**Input:**
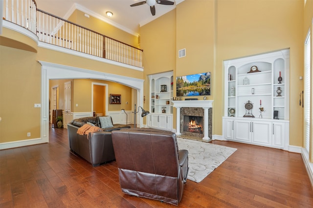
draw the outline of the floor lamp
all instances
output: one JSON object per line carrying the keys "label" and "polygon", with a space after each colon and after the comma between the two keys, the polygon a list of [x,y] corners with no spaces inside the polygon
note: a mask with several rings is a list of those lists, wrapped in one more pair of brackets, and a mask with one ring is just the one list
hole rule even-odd
{"label": "floor lamp", "polygon": [[127,125],[127,121],[128,120],[128,119],[127,119],[127,117],[128,117],[128,115],[127,114],[127,113],[126,112],[125,112],[125,109],[121,109],[121,111],[122,112],[125,113],[125,114],[126,114],[126,125]]}
{"label": "floor lamp", "polygon": [[139,108],[140,108],[141,109],[141,111],[142,111],[142,113],[141,113],[141,117],[144,117],[146,115],[148,115],[149,113],[150,113],[150,112],[149,112],[148,111],[145,111],[144,109],[143,108],[142,108],[142,107],[141,106],[139,106],[138,107],[138,111],[136,111],[136,104],[135,104],[135,110],[134,111],[134,113],[135,114],[134,116],[134,128],[136,128],[136,126],[137,126],[137,124],[136,123],[136,113],[139,113]]}

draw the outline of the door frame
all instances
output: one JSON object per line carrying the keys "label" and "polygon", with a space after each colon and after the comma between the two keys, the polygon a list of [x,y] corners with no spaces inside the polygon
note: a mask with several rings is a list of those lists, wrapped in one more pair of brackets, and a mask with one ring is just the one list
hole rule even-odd
{"label": "door frame", "polygon": [[[105,103],[105,113],[108,113],[108,100],[107,97],[108,97],[108,94],[109,93],[109,85],[108,84],[102,83],[100,82],[92,82],[91,83],[91,112],[93,112],[93,85],[100,85],[104,86],[105,87],[105,91],[104,92],[104,97],[106,100]],[[104,114],[103,115],[105,115],[105,114]]]}

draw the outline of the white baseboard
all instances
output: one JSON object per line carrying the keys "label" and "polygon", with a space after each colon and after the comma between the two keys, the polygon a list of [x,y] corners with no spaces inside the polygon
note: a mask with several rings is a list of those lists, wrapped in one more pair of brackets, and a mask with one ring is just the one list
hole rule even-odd
{"label": "white baseboard", "polygon": [[5,150],[26,146],[38,145],[48,142],[49,142],[48,141],[47,141],[46,139],[43,139],[41,138],[14,141],[13,142],[3,142],[0,143],[0,150]]}
{"label": "white baseboard", "polygon": [[212,135],[212,140],[221,140],[221,141],[227,141],[225,139],[223,136],[221,135]]}
{"label": "white baseboard", "polygon": [[291,152],[301,153],[301,147],[296,146],[289,145],[288,149],[285,150],[288,151],[291,151]]}
{"label": "white baseboard", "polygon": [[311,182],[311,186],[313,188],[313,163],[310,162],[309,153],[305,148],[301,148],[301,156]]}

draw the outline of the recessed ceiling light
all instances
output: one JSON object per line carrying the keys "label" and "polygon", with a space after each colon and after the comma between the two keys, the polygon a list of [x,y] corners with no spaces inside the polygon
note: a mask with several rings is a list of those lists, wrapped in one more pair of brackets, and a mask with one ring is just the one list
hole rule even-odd
{"label": "recessed ceiling light", "polygon": [[106,14],[107,14],[107,15],[108,16],[108,17],[109,17],[109,18],[111,17],[112,17],[112,16],[113,15],[113,13],[112,13],[111,12],[106,12]]}

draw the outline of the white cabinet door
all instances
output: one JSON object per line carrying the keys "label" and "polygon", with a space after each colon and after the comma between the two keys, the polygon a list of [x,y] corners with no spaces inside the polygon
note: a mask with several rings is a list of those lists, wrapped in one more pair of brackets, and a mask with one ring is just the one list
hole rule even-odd
{"label": "white cabinet door", "polygon": [[225,139],[229,140],[234,140],[234,122],[232,119],[224,119],[224,134]]}
{"label": "white cabinet door", "polygon": [[249,120],[236,120],[235,121],[235,140],[251,142],[251,122]]}
{"label": "white cabinet door", "polygon": [[285,123],[273,122],[272,124],[272,146],[284,148],[285,139]]}
{"label": "white cabinet door", "polygon": [[151,114],[151,128],[158,128],[158,115]]}
{"label": "white cabinet door", "polygon": [[158,116],[158,128],[162,130],[166,130],[167,127],[166,123],[167,116],[166,115],[160,115]]}
{"label": "white cabinet door", "polygon": [[252,143],[268,146],[270,145],[271,126],[268,121],[251,121]]}
{"label": "white cabinet door", "polygon": [[173,121],[171,115],[166,116],[166,130],[172,131],[172,127],[173,126]]}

**Aim:** Render every line of the records above as a JSON list of strings, one string per line. Leave out the blank lines and the pictures.

**Written response:**
[
  "draw the outline of the floor lamp",
  "all instances",
  "output: one JSON object per line carrying the keys \"label\" and \"polygon\", with a space after each colon and after the comma between the two keys, the polygon a list of [x,y] corners with no spaces inside the polygon",
  "note: a mask with several rings is a list of those lists, wrapped in one more pair of brackets, and a mask with one ring is just the one list",
  "hole rule even-odd",
  "{\"label\": \"floor lamp\", \"polygon\": [[127,125],[127,121],[128,120],[128,119],[127,119],[127,117],[128,117],[128,115],[127,114],[127,113],[126,112],[125,112],[125,109],[121,109],[121,111],[122,112],[125,113],[125,114],[126,114],[126,125]]}",
  "{\"label\": \"floor lamp\", \"polygon\": [[139,108],[140,108],[141,109],[141,111],[142,111],[142,113],[141,113],[141,117],[144,117],[146,115],[148,115],[149,113],[150,113],[150,112],[149,112],[148,111],[145,111],[144,109],[143,108],[142,108],[142,107],[141,106],[139,106],[138,107],[138,111],[136,111],[136,104],[135,104],[135,110],[134,111],[134,113],[135,114],[134,116],[134,128],[136,128],[136,126],[137,126],[137,124],[136,123],[136,113],[139,113]]}",
  "draw the outline of the door frame",
  "all instances",
  "output: one JSON object per line carrying the keys \"label\" and \"polygon\", with a space after each colon and after the comma between the two keys, the polygon a list of [x,y] corners with no spaces inside the polygon",
  "note: a mask with several rings is a list of those lists, wrapped in one more pair of brackets, and a mask with one ring is just the one list",
  "hole rule even-odd",
  "{\"label\": \"door frame\", \"polygon\": [[[105,103],[105,113],[108,113],[108,100],[107,97],[108,97],[108,94],[109,93],[109,85],[108,84],[102,83],[100,82],[92,82],[91,83],[91,112],[93,112],[93,85],[100,85],[104,86],[105,87],[105,91],[104,92],[104,97],[106,100]],[[104,114],[103,115],[105,115],[105,114]]]}",
  "draw the outline of the white baseboard",
  "all instances",
  "output: one JSON object per line carrying the keys \"label\" and \"polygon\", with a space after each colon and after the comma between the two keys, the polygon a list of [x,y] corners with no spaces inside the polygon",
  "note: a mask with several rings is a list of those lists, wrapped in one more pair of brackets, and a mask with one ring is just the one list",
  "hole rule even-odd",
  "{\"label\": \"white baseboard\", \"polygon\": [[5,150],[26,146],[38,145],[48,142],[49,142],[48,141],[47,141],[46,139],[43,139],[41,138],[14,141],[13,142],[3,142],[0,143],[0,150]]}",
  "{\"label\": \"white baseboard\", \"polygon\": [[212,135],[212,140],[221,140],[221,141],[227,141],[225,139],[223,136],[221,135]]}",
  "{\"label\": \"white baseboard\", \"polygon\": [[291,152],[301,153],[301,147],[296,146],[289,145],[288,149],[285,150],[288,151],[291,151]]}",
  "{\"label\": \"white baseboard\", \"polygon\": [[311,182],[311,186],[313,188],[313,163],[310,162],[309,153],[305,148],[301,148],[301,156]]}",
  "draw the outline of the recessed ceiling light",
  "all instances",
  "output: one JSON object per line carrying the keys \"label\" and \"polygon\", with a space after each colon and after the comma between the two keys, the polygon a list of [x,y] corners with no spaces inside the polygon",
  "note: a mask with several rings is a list of those lists, wrapped in one more pair of brackets, and a mask with one ring is just the one list",
  "hole rule even-odd",
  "{\"label\": \"recessed ceiling light\", \"polygon\": [[106,14],[107,14],[107,15],[108,16],[108,17],[109,17],[109,18],[111,17],[112,17],[112,16],[113,15],[113,13],[112,13],[111,12],[106,12]]}",
  "draw the outline of the white cabinet door",
  "all instances",
  "output: one JSON object per line carrying the keys \"label\" and \"polygon\", with a space after each colon and after the comma between the two keys, the polygon a list of [x,y] corners with no spaces inside the polygon",
  "note: a mask with several rings is a list of those lists, wrapped in one more pair of brackets, and a mask with one ring is just the one list",
  "hole rule even-odd",
  "{\"label\": \"white cabinet door\", \"polygon\": [[225,139],[229,140],[234,140],[234,122],[232,119],[224,119],[224,134]]}",
  "{\"label\": \"white cabinet door\", \"polygon\": [[249,120],[236,120],[235,121],[235,140],[251,142],[251,122]]}",
  "{\"label\": \"white cabinet door\", \"polygon\": [[285,123],[273,122],[272,124],[272,146],[284,148],[285,139]]}",
  "{\"label\": \"white cabinet door\", \"polygon\": [[151,114],[151,128],[158,128],[158,115]]}",
  "{\"label\": \"white cabinet door\", \"polygon\": [[158,116],[158,128],[162,130],[166,130],[167,127],[166,123],[167,116],[166,115],[160,115]]}",
  "{\"label\": \"white cabinet door\", \"polygon\": [[252,143],[268,146],[270,145],[271,126],[268,121],[251,121]]}",
  "{\"label\": \"white cabinet door\", \"polygon\": [[173,121],[171,115],[166,116],[166,130],[172,131],[172,127],[173,126]]}"
]